# DIRECTIONS FOR THIS TASK
Reproduce verbatim only the lines from the one containing "Target: puppy paw" through the last line below, both included.

____

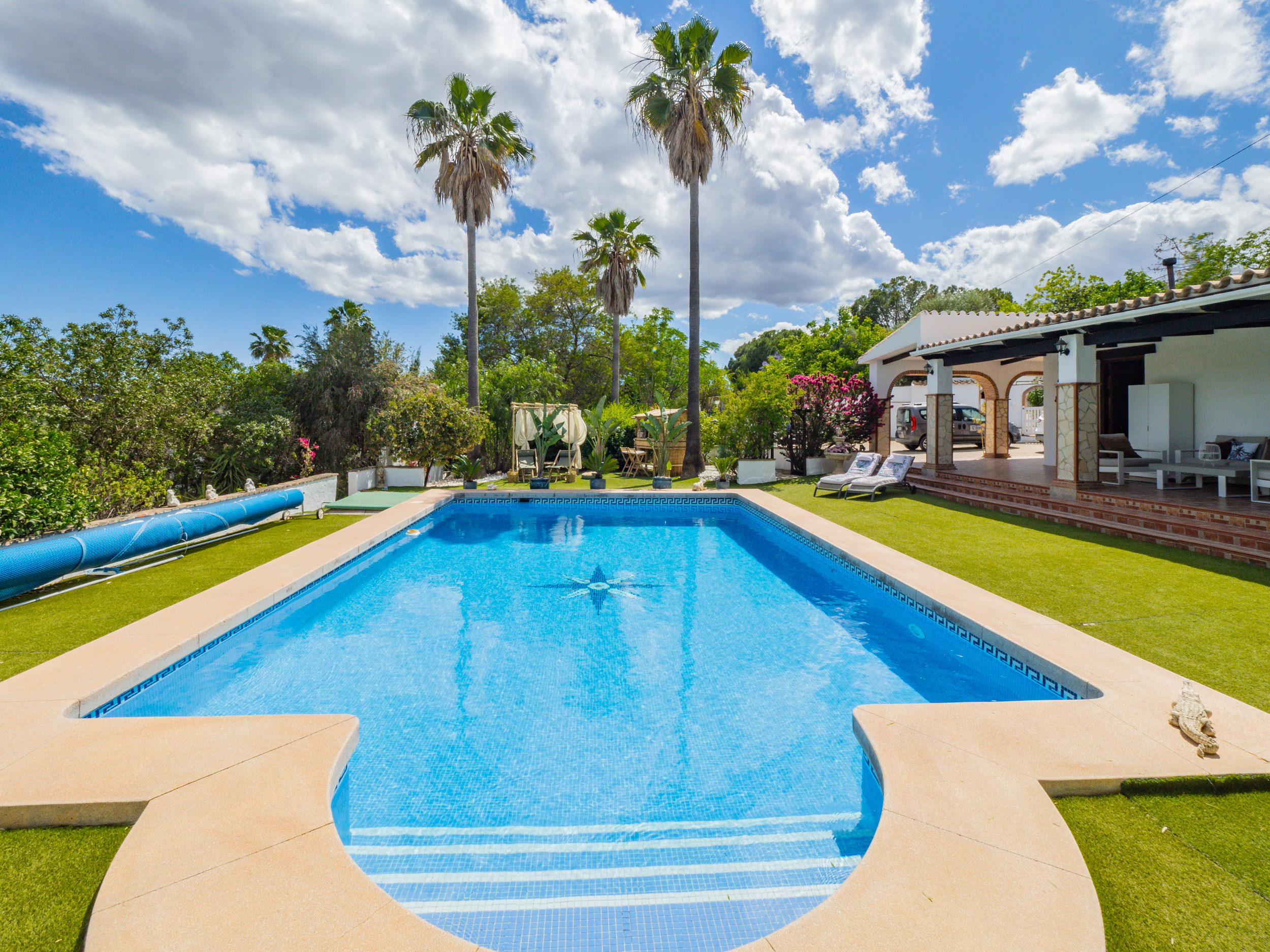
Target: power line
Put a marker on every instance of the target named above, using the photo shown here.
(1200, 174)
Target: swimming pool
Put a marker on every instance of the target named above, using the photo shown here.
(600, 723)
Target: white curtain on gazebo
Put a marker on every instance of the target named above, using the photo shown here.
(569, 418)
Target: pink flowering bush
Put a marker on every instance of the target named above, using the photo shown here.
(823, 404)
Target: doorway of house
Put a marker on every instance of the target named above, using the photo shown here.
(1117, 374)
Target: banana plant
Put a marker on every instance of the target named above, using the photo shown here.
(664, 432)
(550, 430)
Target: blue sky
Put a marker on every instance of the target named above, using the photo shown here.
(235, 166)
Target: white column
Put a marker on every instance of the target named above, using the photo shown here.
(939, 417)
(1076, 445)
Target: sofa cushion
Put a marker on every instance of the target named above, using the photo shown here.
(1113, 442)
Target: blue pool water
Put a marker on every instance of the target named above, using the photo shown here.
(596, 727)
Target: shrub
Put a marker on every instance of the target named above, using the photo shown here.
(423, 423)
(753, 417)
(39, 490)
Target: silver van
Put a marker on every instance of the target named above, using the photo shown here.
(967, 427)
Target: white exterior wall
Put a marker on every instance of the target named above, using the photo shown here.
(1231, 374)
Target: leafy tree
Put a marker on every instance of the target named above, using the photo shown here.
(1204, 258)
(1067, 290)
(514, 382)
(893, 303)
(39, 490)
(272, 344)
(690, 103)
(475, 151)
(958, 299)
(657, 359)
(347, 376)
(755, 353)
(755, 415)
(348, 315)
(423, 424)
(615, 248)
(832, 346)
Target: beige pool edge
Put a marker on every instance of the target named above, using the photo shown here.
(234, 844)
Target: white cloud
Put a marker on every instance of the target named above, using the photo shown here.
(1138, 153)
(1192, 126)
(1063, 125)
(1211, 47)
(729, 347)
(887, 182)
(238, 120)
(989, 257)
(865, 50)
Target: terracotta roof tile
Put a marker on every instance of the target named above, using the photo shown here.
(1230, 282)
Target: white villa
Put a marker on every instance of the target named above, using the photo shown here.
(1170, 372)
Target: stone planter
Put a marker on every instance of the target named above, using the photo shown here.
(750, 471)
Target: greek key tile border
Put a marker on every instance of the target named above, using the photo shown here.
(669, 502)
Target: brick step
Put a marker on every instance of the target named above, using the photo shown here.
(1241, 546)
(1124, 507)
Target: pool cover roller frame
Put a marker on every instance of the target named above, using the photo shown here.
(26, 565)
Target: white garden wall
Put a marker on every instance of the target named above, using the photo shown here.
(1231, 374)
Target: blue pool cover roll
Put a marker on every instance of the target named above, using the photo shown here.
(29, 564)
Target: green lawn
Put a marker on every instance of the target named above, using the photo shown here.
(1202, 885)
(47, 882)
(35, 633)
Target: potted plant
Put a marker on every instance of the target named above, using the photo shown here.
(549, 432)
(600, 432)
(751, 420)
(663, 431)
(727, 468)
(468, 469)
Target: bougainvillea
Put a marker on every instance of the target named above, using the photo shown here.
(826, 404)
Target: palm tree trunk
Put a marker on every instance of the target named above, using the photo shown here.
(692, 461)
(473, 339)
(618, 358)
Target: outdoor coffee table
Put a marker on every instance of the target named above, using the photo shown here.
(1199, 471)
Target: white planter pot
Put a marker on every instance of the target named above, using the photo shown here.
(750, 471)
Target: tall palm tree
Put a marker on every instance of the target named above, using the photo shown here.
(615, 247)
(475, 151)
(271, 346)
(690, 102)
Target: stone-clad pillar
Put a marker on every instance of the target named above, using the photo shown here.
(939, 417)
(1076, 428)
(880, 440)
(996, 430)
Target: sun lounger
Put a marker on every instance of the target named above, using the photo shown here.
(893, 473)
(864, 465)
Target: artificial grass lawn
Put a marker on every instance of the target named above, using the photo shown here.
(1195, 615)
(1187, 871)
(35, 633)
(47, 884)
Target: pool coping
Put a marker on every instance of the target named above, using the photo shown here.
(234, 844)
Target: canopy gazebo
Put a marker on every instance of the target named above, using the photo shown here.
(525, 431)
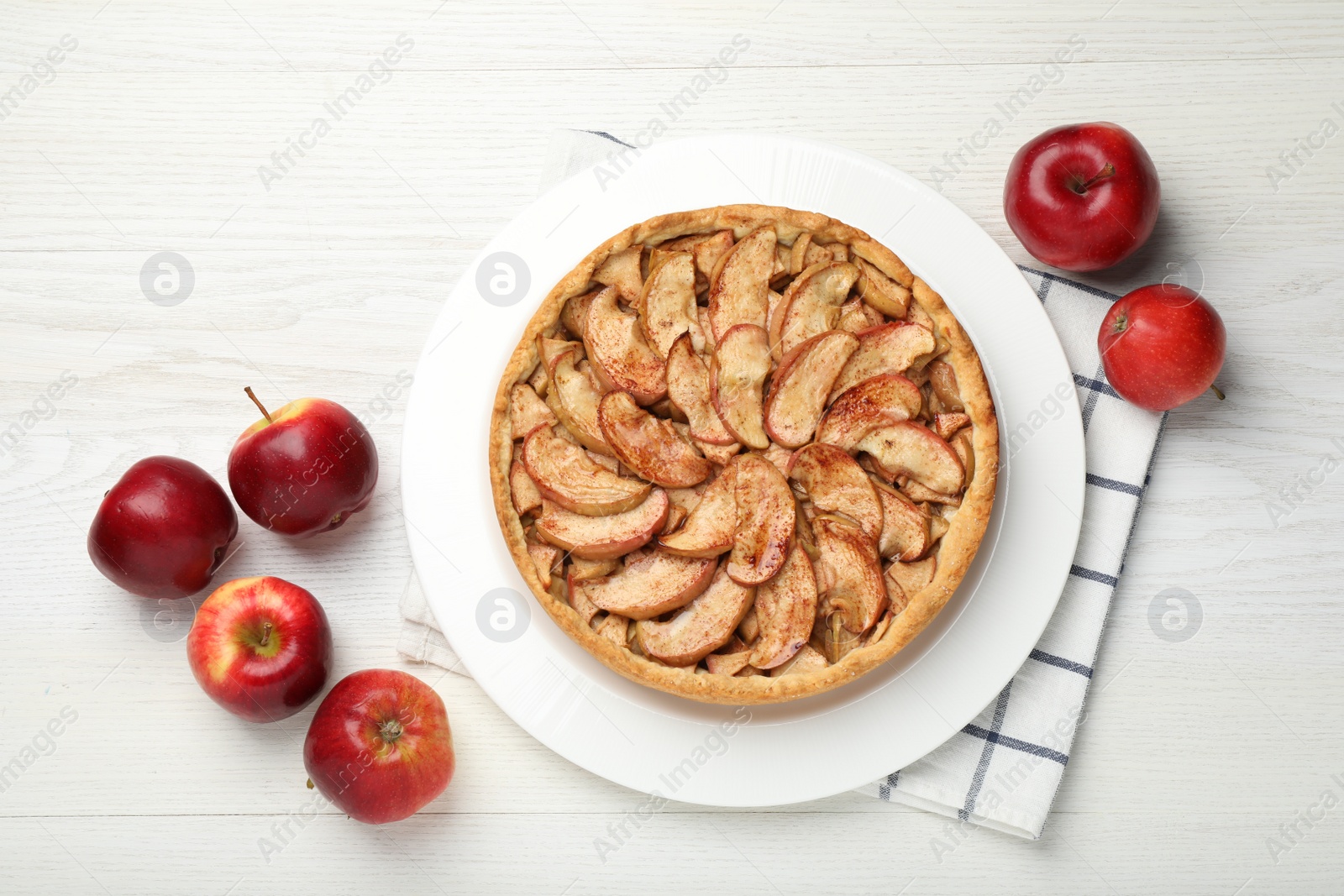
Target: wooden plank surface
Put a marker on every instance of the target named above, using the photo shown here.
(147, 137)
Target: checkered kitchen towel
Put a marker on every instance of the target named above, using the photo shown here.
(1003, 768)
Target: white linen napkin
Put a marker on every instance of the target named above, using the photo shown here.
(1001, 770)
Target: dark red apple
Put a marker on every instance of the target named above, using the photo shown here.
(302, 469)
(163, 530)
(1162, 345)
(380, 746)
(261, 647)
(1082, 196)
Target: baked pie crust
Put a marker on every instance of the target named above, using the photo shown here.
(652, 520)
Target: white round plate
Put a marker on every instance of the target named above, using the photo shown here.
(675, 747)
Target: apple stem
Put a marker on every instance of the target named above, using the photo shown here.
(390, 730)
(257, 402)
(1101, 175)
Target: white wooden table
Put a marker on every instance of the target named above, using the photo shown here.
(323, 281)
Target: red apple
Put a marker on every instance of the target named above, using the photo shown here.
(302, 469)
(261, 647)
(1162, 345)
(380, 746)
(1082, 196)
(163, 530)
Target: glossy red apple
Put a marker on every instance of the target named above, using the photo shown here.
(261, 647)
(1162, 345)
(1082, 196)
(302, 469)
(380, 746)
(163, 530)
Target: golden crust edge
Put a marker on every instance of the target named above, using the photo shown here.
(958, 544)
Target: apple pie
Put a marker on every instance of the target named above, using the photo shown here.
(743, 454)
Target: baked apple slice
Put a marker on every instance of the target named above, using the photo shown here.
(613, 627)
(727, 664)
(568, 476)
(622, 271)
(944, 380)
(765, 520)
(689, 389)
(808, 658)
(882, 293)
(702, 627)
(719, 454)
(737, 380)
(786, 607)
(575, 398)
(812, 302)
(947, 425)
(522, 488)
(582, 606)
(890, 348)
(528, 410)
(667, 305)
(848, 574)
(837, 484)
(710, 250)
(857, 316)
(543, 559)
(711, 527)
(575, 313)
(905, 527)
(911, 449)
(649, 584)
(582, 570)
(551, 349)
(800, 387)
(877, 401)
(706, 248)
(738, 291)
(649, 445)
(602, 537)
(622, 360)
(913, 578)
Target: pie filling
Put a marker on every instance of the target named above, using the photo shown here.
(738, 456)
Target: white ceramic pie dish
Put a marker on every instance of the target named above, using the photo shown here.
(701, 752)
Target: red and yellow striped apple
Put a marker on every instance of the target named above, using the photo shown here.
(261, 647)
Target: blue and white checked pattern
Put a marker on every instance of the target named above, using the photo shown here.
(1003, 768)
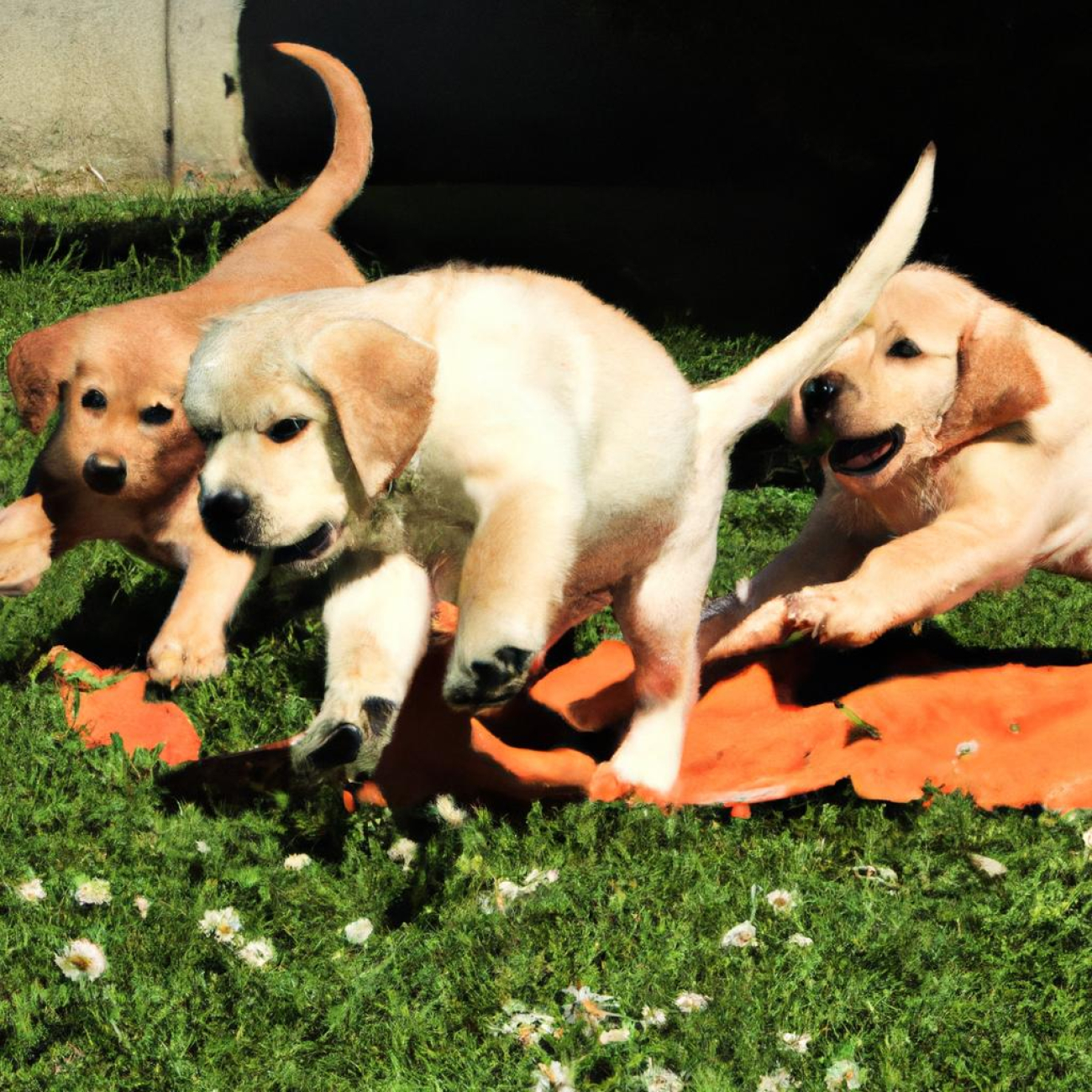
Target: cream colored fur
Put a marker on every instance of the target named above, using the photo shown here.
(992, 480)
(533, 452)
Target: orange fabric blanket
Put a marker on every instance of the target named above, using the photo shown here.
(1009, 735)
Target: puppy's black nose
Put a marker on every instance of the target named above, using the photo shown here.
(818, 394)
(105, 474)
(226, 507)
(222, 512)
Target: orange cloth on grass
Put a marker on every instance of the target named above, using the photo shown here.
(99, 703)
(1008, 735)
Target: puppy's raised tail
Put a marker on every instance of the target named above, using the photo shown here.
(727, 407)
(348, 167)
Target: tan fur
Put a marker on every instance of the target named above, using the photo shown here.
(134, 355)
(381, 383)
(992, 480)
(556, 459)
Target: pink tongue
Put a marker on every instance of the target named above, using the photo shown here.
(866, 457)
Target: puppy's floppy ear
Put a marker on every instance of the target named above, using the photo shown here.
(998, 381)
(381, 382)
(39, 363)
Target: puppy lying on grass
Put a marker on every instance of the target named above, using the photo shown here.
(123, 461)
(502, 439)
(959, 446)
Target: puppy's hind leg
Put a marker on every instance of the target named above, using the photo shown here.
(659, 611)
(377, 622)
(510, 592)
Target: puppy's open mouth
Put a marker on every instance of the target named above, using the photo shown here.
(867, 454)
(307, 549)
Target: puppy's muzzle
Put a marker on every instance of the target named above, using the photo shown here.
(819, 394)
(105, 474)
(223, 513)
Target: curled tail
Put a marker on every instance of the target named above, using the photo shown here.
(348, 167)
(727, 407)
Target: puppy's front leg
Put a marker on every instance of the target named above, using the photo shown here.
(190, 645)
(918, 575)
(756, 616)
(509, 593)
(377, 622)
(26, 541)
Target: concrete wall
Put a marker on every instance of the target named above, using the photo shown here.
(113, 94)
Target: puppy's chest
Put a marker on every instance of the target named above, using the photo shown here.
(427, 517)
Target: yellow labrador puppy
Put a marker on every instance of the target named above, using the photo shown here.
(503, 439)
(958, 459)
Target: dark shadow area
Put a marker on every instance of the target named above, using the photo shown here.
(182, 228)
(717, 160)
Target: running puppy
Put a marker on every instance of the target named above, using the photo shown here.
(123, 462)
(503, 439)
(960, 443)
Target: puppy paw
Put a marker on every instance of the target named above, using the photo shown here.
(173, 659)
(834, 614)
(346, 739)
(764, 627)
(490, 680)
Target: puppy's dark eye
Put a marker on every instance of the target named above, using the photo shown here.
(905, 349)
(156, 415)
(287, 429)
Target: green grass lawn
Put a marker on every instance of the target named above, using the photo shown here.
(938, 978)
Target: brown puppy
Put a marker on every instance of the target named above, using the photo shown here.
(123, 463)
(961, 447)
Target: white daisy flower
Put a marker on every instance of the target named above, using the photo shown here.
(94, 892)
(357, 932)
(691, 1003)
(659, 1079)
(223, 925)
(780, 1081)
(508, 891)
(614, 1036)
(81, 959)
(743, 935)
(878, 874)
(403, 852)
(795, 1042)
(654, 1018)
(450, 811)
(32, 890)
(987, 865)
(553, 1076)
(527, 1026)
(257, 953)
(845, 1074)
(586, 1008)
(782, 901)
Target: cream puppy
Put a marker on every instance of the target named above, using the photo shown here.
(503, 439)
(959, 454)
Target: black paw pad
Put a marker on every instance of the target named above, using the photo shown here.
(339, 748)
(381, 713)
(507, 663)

____

# ANSWER FOR THE TASK
Target: puppy paw
Put a marker on every instance of the target named above, using the photo shown here.
(173, 659)
(834, 614)
(346, 739)
(764, 627)
(490, 680)
Target: puppy's dark eye
Put a marker on every instance of the target named above, using the photo shown here.
(905, 349)
(156, 415)
(287, 429)
Target: green grass lawn
Put a marker on every instance of the target named above, using the photo shown here.
(938, 978)
Target: brown puppy
Put a marker on every instance of the target named above, using the photo shown here.
(123, 463)
(961, 447)
Target: white daisy flower
Put a marker on every instance of the target named above, using the photo shown here.
(94, 892)
(357, 932)
(691, 1003)
(659, 1079)
(223, 925)
(780, 1081)
(508, 891)
(614, 1036)
(81, 959)
(743, 935)
(878, 874)
(403, 852)
(795, 1042)
(654, 1018)
(450, 811)
(32, 890)
(987, 865)
(553, 1076)
(527, 1026)
(257, 953)
(845, 1074)
(586, 1008)
(782, 901)
Target: cream puppy
Put a marker on every instance of the target named above, using the photo shown here.
(503, 439)
(959, 454)
Target: black paw pad
Put a marker on every instance of the target named above, using the photo shown here.
(339, 748)
(381, 713)
(507, 663)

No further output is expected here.